抜粋箇所
+ + + +
ゼロトラストを実現するためには、さまざまなセキュリティソリューションを組み合わせ、体系的なセキュリティ対策を構築することが重要です。

エンドポイントセキュリティ

エンドポイントは、PCやスマートフォン、IoTデバイスなど、ネットワークに接続されるあらゆるデバイスを指します。EDR(Endpoint Detection and Response)は、これらのエンドポイントにおけるマルウェア感染や不正な動作(ふるまい)を検知し、対応するためのソリューションです。ふるまい検知とは、正常な通常の動作から逸脱している状態を検知することで、未知の脅威にも対応できます。

例えばインシデント対応(攻撃を受けた際の迅速な対応を支援し、被害拡大を防ぐ)のほか、インシデント情報を収集し分析できるものなどさまざまです。

ユーザー認証・デバイス認証の仕組みの構築

多要素認証の利用によるユーザー認証の強化が重要になります。多要素認証とは、認証の3要素のうち異なる2つの要素を用いて認証を行う方法です。ワンタイムパスワード認証や端末認証などさまざまな認証強化方法があります。

(例)
・IDaaS
異なる組織のIDやシステム認証・認可を一元管理できるシステム。管理部門や担当者の負担を軽減できる

ネットワークセキュリティ

ネットワークセキュリティは、企業ネットワークを保護するためのさまざまな技術やツールの総称です。

(例)
・ファイアーウォール
ネットワークへの不正なアクセスを遮断します。
・VPN
異なるネットワーク間を安全に接続します。
・IDS/IPS
ネットワーク上の不正な活動を検知し、侵入を防ぎます。
・WAF(Web Application Firewall)
Webアプリケーションを攻撃から守るためのセキュリティ対策の一つです。Webアプリケーションへの攻撃の検知と阻止、不正なトラフィックのフィルタリング、Webアプリケーションの保護を行います。主にECサイトなどで活用されています。

各プロバイダが提供するサービスや機能が異なるため、導入の際には、自社の環境に最適なものを選択する必要があります。

クラウドセキュリティ

クラウドサービスを利用する際には、データ漏えいや不正アクセスなどのリスクに対応するためのクラウドセキュリティが不可欠です。クラウドの提供企業やサービスごとに差異があり、セキュリティ機能や設定が異なります。

(例)
・CASB
クラウドサービスへのアクセスを制御し、データ漏えいを防ぎます。
・IAM(Identity and Access Management)
企業が利用するシステム(社内アプリケーション、クラウドサービスなど)ごとに、複数のIDを統合管理しアクセス権限を監視する仕組みです。

トータルにセキュリティ監視するシステム

企業全体のセキュリティ状況を統合的に監視し、インシデント発生時に迅速に対応するためのシステムです。

(例)
・SOAR
Security Orchestration,Automation and Responseの略。セキュリティインシデント発生時の対応を自動化し、効率化します。
・SIEM
Security Information and Event Managementの略。さまざまなセキュリティ製品から収集したログデータを統合的に分析し、セキュリティ脅威を検知します。
+ + + +
提供情報
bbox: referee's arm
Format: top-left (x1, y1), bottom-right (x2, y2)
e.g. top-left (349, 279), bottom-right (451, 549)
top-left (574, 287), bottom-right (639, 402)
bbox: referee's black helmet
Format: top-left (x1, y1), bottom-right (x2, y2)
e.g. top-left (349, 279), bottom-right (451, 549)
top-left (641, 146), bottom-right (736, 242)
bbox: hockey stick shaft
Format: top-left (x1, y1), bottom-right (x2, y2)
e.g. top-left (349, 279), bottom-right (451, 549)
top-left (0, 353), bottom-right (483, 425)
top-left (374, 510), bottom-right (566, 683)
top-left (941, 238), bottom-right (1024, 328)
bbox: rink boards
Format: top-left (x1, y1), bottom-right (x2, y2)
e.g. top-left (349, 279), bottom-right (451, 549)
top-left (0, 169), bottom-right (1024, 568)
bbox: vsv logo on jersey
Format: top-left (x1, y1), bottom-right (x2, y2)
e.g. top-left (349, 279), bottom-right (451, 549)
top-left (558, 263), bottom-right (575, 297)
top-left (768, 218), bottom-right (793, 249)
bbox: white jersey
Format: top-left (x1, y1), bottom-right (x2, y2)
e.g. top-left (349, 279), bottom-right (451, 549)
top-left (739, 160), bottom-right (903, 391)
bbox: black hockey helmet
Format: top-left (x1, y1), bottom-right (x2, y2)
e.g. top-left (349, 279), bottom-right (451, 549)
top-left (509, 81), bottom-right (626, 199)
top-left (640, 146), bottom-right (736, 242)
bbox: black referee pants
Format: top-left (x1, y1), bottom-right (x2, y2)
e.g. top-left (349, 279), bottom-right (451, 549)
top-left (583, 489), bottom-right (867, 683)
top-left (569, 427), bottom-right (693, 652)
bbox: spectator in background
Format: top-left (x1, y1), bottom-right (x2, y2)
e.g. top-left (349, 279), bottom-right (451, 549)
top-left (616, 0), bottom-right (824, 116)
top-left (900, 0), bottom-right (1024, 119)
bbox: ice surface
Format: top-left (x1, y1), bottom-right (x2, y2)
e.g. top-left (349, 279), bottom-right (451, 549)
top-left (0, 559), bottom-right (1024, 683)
+ + + +
課題
ゼロトラストに関する抜粋のうち、「クラウドサービスを利用する際」で始まり「ス権限を監視する仕組みです。」で終わる部分を、一字一句変えずに書き出すこと。 一覧はこの作業には関係しない。

解答
クラウドサービスを利用する際には、データ漏えいや不正アクセスなどのリスクに対応するためのクラウドセキュリティが不可欠です。クラウドの提供企業やサービスごとに差異があり、セキュリティ機能や設定が異なります。

(例)
・CASB
クラウドサービスへのアクセスを制御し、データ漏えいを防ぎます。
・IAM(Identity and Access Management)
企業が利用するシステム(社内アプリケーション、クラウドサービスなど)ごとに、複数のIDを統合管理しアクセス権限を監視する仕組みです。